Aim of the task: Can you give the listing again from its start through the line containing "point(334, 414)", with "silver bauble" replaced by "gold bauble" and nothing else changed?

--- BEGIN Rows ---

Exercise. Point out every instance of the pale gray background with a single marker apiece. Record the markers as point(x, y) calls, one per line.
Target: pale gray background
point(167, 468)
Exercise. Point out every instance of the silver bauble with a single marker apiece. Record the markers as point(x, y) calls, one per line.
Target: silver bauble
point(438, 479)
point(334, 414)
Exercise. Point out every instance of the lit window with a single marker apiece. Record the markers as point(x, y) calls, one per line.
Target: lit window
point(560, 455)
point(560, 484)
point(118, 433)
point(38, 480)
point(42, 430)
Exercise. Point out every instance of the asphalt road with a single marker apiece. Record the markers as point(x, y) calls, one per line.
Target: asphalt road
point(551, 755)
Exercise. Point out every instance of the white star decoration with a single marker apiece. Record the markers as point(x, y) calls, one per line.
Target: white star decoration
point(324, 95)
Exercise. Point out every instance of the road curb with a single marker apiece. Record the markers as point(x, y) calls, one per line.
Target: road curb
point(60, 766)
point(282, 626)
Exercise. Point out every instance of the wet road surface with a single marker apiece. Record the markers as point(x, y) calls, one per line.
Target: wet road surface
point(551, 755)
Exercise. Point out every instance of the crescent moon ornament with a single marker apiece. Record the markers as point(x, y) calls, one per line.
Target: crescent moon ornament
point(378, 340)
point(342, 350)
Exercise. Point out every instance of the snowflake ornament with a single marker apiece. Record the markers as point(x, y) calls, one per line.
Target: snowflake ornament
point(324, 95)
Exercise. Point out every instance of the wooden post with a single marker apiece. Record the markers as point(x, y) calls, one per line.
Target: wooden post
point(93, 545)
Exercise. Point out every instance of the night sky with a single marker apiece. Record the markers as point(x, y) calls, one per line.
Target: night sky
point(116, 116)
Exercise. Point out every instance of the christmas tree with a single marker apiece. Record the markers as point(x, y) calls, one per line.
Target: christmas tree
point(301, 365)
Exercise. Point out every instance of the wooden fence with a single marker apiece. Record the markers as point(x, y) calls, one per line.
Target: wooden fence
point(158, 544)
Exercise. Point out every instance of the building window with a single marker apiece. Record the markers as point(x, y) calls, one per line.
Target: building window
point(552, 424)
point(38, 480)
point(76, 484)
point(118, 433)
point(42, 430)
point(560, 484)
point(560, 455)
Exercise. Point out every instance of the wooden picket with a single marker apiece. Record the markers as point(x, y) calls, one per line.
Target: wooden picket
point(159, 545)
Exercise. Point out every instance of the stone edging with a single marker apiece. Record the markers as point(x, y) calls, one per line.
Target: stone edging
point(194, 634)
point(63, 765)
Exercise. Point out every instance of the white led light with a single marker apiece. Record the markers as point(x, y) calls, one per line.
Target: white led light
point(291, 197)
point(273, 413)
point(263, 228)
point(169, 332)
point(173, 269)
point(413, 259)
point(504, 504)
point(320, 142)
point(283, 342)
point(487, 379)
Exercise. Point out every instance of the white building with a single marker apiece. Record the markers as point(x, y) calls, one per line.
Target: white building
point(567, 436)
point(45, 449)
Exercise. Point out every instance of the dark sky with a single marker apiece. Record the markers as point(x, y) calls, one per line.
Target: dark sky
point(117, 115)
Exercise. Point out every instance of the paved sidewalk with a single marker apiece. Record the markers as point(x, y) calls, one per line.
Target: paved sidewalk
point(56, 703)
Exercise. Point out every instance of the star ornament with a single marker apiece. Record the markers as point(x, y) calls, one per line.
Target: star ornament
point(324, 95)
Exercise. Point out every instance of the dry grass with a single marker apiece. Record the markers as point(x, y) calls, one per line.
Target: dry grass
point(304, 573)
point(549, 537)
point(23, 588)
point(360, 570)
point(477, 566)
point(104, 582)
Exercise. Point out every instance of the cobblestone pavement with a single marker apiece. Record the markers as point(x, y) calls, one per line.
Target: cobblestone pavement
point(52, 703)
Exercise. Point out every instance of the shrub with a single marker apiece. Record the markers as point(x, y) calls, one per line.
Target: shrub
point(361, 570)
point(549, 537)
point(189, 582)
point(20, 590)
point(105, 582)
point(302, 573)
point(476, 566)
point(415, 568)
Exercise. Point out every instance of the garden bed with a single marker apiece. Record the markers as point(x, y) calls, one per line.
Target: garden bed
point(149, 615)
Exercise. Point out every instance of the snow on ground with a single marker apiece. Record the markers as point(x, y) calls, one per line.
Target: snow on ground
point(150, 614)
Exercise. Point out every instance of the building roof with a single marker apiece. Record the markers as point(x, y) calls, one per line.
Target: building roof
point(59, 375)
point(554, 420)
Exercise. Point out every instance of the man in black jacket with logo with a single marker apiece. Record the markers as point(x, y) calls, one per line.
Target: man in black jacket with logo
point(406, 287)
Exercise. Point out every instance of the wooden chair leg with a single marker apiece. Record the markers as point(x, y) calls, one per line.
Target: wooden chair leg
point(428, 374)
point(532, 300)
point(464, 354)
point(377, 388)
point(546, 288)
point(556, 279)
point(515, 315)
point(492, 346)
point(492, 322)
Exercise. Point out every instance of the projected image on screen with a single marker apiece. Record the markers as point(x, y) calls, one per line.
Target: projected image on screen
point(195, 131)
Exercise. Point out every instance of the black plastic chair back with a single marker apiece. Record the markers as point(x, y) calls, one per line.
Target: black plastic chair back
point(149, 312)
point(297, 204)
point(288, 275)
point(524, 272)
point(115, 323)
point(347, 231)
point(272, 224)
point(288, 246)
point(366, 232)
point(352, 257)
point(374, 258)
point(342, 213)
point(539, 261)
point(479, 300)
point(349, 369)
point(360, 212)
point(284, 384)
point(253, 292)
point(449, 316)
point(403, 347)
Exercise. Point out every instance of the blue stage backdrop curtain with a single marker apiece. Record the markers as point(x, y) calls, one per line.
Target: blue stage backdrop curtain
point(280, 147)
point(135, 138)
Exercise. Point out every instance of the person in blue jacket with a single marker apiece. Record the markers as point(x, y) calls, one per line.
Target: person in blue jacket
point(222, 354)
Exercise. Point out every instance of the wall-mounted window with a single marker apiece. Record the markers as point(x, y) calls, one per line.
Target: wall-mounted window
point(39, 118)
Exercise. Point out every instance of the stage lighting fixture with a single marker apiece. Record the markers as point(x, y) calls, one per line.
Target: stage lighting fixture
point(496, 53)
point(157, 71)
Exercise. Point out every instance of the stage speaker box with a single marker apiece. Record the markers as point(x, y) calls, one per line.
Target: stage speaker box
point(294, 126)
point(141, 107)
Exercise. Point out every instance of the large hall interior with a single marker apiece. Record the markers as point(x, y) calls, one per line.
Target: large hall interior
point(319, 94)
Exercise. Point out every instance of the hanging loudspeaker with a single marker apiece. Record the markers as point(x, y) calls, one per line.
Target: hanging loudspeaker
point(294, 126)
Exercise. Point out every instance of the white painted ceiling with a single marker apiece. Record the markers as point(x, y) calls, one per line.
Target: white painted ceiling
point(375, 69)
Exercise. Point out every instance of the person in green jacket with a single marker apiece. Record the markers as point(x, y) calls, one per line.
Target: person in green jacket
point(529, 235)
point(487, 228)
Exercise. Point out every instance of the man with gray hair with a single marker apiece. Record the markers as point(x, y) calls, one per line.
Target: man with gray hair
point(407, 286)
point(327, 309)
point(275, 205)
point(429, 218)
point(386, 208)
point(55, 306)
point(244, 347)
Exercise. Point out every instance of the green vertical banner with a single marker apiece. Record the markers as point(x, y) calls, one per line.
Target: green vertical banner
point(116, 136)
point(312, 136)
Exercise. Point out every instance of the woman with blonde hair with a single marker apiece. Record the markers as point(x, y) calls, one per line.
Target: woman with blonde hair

--- END Rows ---

Written answer:
Exercise. Point out every instance of the pale gray background with a single marker apiece. Record the markers as point(x, y) calls, one per line.
Target: pale gray background
point(167, 468)
Exercise. Point out every instance of the gold bauble with a single marker apiece. Record the markers as point(x, y) calls, one per line.
Target: gold bauble
point(438, 479)
point(334, 414)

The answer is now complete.